▶ **Work to do**
Please output the lines shown below exactly as they appear.

▶ **Supplied material**
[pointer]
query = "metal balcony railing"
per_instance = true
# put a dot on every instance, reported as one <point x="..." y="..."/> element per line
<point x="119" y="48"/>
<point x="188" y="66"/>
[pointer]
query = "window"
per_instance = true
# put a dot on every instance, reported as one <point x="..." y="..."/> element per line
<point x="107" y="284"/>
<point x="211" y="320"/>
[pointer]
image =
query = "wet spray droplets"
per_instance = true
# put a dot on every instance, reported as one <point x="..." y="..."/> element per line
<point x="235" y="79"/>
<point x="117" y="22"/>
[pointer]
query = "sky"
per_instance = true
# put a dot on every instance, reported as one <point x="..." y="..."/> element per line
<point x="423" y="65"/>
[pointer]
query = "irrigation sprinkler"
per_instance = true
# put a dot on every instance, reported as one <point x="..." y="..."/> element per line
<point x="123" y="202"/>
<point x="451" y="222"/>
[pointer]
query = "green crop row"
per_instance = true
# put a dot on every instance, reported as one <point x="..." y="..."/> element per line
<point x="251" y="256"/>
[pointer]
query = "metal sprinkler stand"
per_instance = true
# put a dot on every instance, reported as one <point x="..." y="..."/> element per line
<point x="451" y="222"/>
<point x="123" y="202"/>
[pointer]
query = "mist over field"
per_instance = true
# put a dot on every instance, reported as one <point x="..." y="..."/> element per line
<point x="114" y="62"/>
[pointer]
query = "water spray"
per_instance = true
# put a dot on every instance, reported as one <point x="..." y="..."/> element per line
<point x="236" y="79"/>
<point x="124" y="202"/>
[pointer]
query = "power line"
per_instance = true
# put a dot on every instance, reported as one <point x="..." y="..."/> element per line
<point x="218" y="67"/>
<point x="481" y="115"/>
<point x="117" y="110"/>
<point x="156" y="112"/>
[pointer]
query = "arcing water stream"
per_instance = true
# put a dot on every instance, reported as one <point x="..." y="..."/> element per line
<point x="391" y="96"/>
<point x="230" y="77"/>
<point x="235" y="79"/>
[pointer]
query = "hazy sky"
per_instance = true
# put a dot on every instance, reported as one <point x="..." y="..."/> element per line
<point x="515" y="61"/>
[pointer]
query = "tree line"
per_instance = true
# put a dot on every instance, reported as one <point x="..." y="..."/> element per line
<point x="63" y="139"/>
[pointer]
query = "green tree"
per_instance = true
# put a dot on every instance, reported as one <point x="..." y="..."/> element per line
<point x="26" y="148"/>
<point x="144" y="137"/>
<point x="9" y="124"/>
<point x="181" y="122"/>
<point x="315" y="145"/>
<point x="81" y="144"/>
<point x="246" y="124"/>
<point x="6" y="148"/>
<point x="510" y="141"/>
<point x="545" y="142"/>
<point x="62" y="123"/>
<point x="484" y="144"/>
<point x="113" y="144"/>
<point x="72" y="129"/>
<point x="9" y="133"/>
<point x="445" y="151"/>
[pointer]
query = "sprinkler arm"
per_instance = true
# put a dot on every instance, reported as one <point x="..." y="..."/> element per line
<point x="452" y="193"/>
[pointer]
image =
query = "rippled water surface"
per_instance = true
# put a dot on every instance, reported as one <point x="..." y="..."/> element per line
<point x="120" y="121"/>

▶ **Output for this exercise**
[pointer]
query = "metal balcony railing"
per_instance = true
# put a dot on every instance, reported as one <point x="..." y="..."/> element per line
<point x="119" y="48"/>
<point x="188" y="66"/>
[pointer]
query = "window"
per_instance = true
# put a dot on every instance, reported as one <point x="..." y="..."/> element per line
<point x="107" y="284"/>
<point x="211" y="320"/>
[pointer]
image =
query = "wet spray droplets"
per_instance = true
# put a dot on every instance, reported as one <point x="..." y="..."/> element per line
<point x="235" y="79"/>
<point x="117" y="22"/>
[pointer]
query = "sky"
per_instance = true
# put a dot on every instance, reported as one <point x="..." y="..."/> element per line
<point x="423" y="65"/>
[pointer]
query = "irrigation sprinkler"
per_instance = true
# put a dot on every instance, reported as one <point x="..." y="..."/> element per line
<point x="123" y="202"/>
<point x="451" y="222"/>
[pointer]
query = "green crop row"
per_instance = true
# put a dot on every instance, reported as one <point x="..." y="..."/> element per line
<point x="251" y="256"/>
[pointer]
query = "metal sprinkler stand"
per_instance = true
# put a dot on every instance, reported as one <point x="..." y="..."/> element per line
<point x="451" y="222"/>
<point x="123" y="202"/>
[pointer]
query = "mist over field"
per_instance = true
# put a dot on every instance, reported as one <point x="..." y="..."/> element per line
<point x="114" y="62"/>
[pointer]
query = "water spray"
per_instance = true
# put a dot on every instance, reported as one <point x="..." y="..."/> element per line
<point x="236" y="79"/>
<point x="124" y="202"/>
[pointer]
query = "power line"
per_instance = true
# put a dot on every instance, reported as one <point x="..." y="..."/> element per line
<point x="218" y="67"/>
<point x="481" y="115"/>
<point x="117" y="110"/>
<point x="156" y="112"/>
[pointer]
query = "arcing water stream"
per_instance = true
# put a dot on every instance, reported as one <point x="..." y="..."/> element per line
<point x="391" y="96"/>
<point x="230" y="77"/>
<point x="235" y="79"/>
[pointer]
query = "hazy sky"
per_instance = true
# put a dot on every instance, reported as one <point x="..." y="..."/> element per line
<point x="515" y="61"/>
[pointer]
query = "tree line"
per_instance = true
# put a dot on every instance, reported as one <point x="..." y="..."/> element per line
<point x="63" y="139"/>
[pointer]
query = "green tree"
per_instance = true
# put a dot on every instance, reported as one <point x="..." y="..."/> element per line
<point x="26" y="148"/>
<point x="144" y="137"/>
<point x="9" y="124"/>
<point x="181" y="122"/>
<point x="315" y="145"/>
<point x="81" y="144"/>
<point x="246" y="124"/>
<point x="6" y="148"/>
<point x="510" y="141"/>
<point x="545" y="142"/>
<point x="62" y="123"/>
<point x="484" y="144"/>
<point x="113" y="144"/>
<point x="72" y="129"/>
<point x="9" y="133"/>
<point x="445" y="151"/>
[pointer]
query = "sprinkler arm"
per_instance = true
# put a dot on every instance, reported as one <point x="..." y="..."/> element per line
<point x="452" y="193"/>
[pointer]
image =
query = "rippled water surface"
per_instance = true
# put a dot on every instance, reported as one <point x="..." y="..."/> element per line
<point x="120" y="121"/>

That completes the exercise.